### Dataset rows
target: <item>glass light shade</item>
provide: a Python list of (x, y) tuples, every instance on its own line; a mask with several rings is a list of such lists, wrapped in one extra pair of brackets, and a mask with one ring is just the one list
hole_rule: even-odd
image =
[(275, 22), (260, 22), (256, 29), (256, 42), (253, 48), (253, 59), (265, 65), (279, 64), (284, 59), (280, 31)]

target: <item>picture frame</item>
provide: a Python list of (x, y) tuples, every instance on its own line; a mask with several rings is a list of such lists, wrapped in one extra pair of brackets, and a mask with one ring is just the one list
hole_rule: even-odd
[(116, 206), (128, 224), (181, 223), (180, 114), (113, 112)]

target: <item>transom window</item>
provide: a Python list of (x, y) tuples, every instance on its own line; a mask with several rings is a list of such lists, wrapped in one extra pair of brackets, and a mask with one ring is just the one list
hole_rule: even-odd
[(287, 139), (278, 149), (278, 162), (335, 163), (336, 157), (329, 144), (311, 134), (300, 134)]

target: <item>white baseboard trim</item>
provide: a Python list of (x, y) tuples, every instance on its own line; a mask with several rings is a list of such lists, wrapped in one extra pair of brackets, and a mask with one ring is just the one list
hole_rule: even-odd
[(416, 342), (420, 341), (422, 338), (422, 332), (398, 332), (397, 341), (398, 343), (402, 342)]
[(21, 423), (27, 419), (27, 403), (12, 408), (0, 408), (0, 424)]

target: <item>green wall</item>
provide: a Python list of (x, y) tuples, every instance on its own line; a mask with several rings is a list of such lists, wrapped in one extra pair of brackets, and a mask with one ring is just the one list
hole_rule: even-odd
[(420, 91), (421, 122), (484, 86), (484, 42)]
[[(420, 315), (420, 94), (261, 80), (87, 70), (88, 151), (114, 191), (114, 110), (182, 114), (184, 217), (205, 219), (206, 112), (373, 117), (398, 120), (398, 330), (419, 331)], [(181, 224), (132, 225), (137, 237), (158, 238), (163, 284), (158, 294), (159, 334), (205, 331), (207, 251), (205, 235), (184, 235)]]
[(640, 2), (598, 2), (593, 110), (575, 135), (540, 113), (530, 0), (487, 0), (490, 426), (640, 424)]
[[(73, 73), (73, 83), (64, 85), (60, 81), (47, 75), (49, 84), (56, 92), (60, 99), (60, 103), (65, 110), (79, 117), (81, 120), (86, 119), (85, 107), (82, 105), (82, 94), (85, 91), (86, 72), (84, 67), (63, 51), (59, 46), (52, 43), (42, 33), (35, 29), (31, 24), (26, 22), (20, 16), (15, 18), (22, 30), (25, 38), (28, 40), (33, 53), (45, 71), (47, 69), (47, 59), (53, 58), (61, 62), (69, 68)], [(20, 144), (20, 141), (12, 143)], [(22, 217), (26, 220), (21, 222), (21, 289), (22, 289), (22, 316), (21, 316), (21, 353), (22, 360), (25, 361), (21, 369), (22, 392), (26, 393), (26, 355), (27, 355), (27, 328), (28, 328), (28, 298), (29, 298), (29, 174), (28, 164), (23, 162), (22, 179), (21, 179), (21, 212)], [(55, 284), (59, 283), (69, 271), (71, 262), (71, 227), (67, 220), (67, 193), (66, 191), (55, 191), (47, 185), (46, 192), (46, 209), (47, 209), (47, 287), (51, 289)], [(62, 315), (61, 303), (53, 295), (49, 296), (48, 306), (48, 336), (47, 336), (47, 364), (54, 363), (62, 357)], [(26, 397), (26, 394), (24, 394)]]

### EXERCISE DETAILS
Reproduce the data from the line containing "target: <item>green wall</item>" through the line containing "426), (640, 424)]", both included, shifting every polygon vertex coordinate in the answers by adding 85 to each number and leaving all other lines unchanged.

### SOLUTION TO THIS EXERCISE
target: <item>green wall</item>
provide: a Python list of (x, y) tuples, every instance on its own line; a mask with several rings is a list of such lists, wrapped in one extra pair of brackets, and a mask with one ring is just the one list
hole_rule: even-odd
[(505, 176), (506, 207), (569, 171), (569, 127)]
[[(505, 400), (505, 179), (346, 165), (172, 155), (173, 236), (199, 276), (199, 195), (267, 199), (269, 302), (290, 304), (291, 197), (458, 202), (483, 205), (483, 415), (504, 416)], [(266, 309), (217, 310), (222, 322), (243, 323), (248, 369), (243, 379), (244, 419), (290, 416), (292, 336), (290, 320), (269, 320)]]
[(725, 87), (683, 87), (678, 195), (660, 220), (625, 198), (615, 85), (572, 85), (575, 511), (725, 509)]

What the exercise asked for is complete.